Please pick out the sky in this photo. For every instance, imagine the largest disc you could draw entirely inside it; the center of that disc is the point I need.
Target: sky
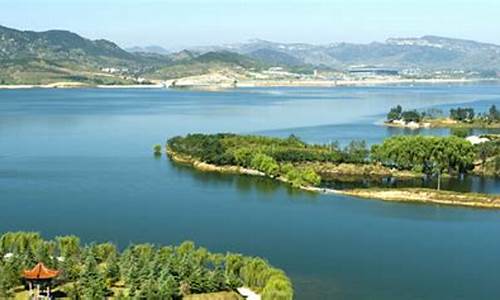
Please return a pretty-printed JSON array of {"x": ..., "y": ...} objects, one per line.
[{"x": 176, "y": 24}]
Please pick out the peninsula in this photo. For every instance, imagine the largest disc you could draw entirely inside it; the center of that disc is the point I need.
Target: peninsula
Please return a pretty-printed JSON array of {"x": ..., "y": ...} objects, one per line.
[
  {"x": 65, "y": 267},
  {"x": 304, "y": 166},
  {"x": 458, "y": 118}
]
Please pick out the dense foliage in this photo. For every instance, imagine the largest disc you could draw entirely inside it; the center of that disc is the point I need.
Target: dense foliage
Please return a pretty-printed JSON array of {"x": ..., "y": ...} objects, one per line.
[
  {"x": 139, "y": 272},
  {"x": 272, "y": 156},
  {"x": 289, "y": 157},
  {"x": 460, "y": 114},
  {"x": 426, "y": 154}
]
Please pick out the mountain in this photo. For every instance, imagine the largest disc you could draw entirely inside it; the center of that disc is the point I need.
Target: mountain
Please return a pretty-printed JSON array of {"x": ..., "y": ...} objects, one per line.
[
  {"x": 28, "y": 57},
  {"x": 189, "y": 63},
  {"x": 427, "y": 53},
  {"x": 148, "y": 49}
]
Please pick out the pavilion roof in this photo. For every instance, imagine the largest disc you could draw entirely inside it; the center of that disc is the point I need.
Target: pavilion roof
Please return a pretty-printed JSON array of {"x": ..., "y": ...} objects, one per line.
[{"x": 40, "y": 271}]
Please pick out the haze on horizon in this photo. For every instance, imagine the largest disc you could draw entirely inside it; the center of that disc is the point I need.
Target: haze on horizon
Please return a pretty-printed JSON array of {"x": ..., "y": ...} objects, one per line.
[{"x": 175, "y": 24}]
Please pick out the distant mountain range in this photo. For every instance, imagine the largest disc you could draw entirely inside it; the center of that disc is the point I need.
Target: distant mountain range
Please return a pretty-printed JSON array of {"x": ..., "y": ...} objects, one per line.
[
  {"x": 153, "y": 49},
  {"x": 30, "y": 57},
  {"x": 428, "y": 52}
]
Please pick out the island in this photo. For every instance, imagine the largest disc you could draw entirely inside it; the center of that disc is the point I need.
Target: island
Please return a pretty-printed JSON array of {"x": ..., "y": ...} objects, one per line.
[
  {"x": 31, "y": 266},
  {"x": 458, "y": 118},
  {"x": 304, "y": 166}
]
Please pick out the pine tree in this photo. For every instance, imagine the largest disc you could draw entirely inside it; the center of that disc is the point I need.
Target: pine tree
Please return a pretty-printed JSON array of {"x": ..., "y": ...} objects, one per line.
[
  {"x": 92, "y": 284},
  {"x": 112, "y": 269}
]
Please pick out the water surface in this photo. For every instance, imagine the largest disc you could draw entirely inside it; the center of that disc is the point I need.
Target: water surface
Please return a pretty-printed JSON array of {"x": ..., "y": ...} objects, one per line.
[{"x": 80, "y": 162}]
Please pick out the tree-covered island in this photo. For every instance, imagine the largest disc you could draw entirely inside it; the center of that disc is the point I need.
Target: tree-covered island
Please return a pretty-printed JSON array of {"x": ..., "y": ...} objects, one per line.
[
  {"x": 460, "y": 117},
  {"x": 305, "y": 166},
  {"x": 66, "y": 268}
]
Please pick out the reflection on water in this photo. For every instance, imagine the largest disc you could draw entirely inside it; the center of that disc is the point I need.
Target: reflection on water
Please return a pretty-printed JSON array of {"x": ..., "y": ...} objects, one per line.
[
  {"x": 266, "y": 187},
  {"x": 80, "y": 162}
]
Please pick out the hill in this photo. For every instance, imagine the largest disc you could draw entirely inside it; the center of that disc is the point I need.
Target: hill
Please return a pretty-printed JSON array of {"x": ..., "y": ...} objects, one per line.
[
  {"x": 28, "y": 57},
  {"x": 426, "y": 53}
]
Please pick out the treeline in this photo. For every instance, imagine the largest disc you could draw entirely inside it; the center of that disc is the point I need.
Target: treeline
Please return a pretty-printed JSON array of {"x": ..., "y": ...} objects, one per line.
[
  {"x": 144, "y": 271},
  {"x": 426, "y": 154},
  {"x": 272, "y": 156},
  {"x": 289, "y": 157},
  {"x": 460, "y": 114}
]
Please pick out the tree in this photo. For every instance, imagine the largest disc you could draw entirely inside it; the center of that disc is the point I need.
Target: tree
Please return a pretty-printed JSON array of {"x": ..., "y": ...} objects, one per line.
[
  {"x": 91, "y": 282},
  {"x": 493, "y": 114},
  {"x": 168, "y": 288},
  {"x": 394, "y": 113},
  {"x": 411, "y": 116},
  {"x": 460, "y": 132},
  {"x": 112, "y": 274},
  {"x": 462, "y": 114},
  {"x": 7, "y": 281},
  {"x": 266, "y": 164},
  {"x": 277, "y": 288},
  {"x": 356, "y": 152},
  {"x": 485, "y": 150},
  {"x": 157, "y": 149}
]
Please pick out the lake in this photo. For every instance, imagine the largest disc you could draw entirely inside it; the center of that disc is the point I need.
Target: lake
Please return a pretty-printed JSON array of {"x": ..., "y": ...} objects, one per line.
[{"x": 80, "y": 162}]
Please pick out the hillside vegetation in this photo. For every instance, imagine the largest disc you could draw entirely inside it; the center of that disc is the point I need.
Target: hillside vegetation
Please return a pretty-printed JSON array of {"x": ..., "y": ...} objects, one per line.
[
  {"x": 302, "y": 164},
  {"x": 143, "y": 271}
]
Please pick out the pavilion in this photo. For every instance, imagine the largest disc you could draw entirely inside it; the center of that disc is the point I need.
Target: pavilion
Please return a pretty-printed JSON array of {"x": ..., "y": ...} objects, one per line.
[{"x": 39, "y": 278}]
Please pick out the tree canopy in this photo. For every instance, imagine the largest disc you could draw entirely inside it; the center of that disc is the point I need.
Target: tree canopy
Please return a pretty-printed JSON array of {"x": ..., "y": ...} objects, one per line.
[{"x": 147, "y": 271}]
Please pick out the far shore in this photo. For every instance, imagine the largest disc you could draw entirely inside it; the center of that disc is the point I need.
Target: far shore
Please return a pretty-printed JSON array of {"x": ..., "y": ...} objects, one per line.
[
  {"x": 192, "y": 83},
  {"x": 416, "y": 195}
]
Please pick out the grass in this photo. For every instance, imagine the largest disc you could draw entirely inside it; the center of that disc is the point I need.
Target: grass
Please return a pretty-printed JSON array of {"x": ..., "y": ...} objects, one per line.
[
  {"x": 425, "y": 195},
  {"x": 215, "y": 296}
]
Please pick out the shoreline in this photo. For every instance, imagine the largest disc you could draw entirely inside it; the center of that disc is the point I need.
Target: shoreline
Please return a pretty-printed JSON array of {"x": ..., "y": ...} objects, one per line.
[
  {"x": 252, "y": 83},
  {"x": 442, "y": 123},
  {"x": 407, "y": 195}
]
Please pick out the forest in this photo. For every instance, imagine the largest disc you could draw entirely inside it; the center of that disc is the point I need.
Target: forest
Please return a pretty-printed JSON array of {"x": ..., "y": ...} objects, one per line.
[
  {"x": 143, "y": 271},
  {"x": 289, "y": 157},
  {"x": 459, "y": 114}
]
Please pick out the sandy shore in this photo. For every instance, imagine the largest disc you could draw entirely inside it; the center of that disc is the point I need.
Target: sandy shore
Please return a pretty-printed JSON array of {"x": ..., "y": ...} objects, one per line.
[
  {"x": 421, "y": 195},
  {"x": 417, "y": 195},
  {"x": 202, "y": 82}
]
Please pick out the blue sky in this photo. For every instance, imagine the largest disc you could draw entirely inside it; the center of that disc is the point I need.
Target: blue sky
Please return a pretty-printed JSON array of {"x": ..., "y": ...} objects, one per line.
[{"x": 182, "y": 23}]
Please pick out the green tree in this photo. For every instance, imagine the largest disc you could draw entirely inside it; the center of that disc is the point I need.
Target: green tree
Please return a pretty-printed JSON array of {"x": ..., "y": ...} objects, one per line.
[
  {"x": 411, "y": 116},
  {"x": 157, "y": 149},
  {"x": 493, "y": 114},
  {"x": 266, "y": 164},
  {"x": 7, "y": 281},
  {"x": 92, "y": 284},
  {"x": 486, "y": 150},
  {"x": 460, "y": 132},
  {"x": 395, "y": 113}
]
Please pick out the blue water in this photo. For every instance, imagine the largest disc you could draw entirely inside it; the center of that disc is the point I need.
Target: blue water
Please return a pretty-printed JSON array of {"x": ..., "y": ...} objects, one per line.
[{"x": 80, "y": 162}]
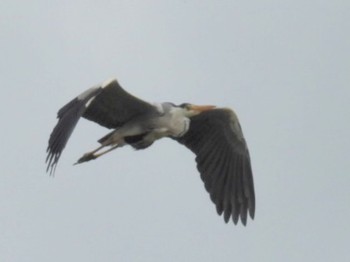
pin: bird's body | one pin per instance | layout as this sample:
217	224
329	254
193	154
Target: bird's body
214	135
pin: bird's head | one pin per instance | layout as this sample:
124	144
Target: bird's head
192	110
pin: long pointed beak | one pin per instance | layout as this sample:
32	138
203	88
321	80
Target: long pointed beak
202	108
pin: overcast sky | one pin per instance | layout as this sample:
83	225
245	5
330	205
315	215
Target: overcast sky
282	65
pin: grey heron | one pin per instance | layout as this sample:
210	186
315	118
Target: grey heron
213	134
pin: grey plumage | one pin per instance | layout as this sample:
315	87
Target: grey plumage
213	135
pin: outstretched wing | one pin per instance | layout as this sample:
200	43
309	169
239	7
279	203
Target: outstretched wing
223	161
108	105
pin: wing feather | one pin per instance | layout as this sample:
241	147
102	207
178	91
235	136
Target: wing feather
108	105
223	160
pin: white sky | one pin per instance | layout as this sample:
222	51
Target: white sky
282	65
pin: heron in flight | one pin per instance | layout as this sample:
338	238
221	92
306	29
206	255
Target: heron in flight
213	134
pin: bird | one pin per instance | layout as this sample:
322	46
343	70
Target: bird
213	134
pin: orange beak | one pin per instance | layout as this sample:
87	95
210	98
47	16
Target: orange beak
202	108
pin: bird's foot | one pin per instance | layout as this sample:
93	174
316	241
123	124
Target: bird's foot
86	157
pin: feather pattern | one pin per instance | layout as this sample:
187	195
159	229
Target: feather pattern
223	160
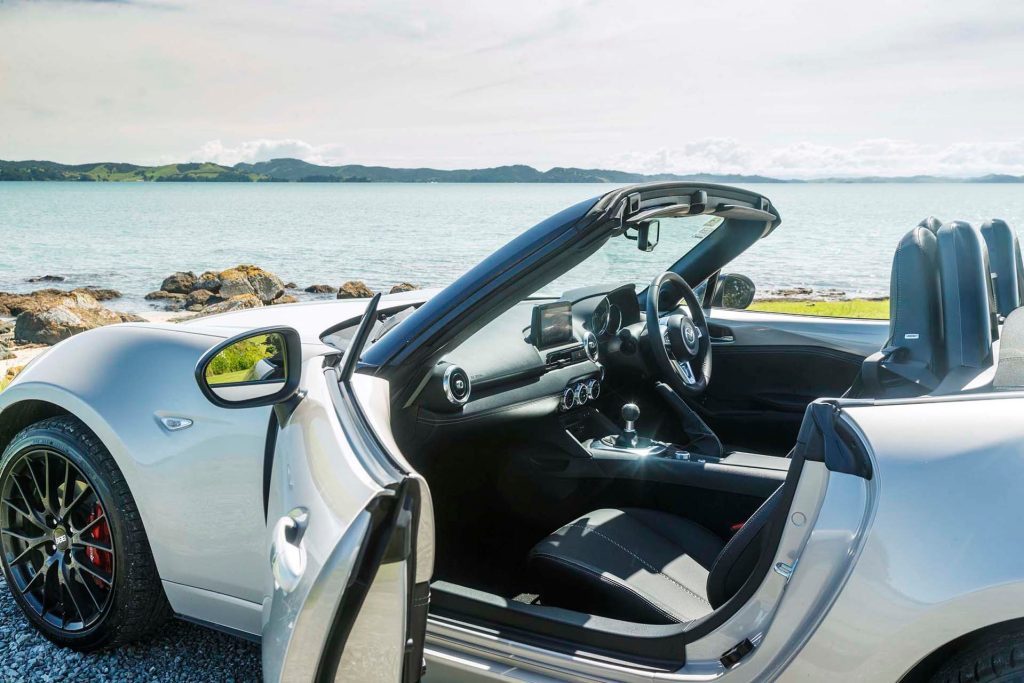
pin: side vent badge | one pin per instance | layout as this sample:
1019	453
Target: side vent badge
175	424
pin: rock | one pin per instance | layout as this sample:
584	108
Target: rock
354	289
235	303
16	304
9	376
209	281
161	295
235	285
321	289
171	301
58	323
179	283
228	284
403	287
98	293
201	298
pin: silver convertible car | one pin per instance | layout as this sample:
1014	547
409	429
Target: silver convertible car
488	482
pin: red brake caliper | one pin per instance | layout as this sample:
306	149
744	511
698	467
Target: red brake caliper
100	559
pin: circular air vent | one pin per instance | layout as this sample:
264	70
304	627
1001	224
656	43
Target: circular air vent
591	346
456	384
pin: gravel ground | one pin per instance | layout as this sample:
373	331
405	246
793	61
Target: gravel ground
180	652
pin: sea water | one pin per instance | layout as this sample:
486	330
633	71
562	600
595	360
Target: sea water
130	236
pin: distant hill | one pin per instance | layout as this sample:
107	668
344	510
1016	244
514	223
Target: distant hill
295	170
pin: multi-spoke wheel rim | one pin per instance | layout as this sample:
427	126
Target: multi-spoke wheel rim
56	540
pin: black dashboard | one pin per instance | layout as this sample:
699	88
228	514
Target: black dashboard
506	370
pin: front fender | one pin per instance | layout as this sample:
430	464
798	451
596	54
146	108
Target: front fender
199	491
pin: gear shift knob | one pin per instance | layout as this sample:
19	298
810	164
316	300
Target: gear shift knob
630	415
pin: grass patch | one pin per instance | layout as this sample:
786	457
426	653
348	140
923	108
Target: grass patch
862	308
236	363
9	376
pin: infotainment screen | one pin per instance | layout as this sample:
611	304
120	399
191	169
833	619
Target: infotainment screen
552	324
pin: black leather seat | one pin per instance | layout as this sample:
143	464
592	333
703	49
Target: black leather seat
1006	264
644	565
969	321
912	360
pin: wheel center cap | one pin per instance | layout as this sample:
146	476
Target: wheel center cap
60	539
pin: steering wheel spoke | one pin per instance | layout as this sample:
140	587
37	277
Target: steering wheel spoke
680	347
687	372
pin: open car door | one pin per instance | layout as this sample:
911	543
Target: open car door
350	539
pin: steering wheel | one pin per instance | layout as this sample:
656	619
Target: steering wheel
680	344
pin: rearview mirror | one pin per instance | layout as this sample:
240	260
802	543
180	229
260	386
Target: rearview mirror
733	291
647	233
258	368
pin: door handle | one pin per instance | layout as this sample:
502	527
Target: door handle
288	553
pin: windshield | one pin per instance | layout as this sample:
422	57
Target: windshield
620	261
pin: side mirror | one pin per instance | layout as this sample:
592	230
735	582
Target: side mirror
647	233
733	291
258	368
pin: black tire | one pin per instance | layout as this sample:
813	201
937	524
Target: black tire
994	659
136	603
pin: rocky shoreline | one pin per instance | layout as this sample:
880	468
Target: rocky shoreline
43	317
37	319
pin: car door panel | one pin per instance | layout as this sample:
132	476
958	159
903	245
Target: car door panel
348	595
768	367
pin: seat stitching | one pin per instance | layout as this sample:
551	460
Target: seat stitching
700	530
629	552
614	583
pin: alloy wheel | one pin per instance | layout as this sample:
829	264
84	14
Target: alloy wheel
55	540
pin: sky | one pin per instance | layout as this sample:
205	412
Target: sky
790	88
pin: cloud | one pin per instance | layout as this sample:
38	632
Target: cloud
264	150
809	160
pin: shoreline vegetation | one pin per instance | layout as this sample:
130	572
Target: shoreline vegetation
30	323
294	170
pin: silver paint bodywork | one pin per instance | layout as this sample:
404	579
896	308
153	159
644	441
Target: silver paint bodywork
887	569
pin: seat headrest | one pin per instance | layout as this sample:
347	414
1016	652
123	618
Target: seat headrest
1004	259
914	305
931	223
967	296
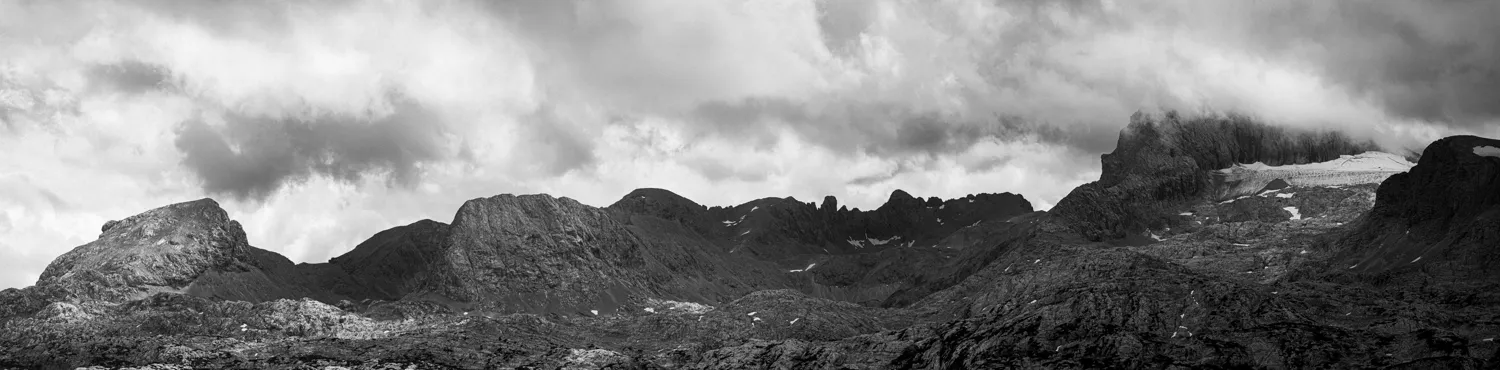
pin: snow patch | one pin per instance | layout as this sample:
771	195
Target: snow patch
--------
Your task
Report all lines of the data that include the word "treeline".

Answer box
Please pick out the treeline in this photo. For every instance, imagine the largest disc you could draw entirely inside it; the center of that disc is the point I need.
Target: treeline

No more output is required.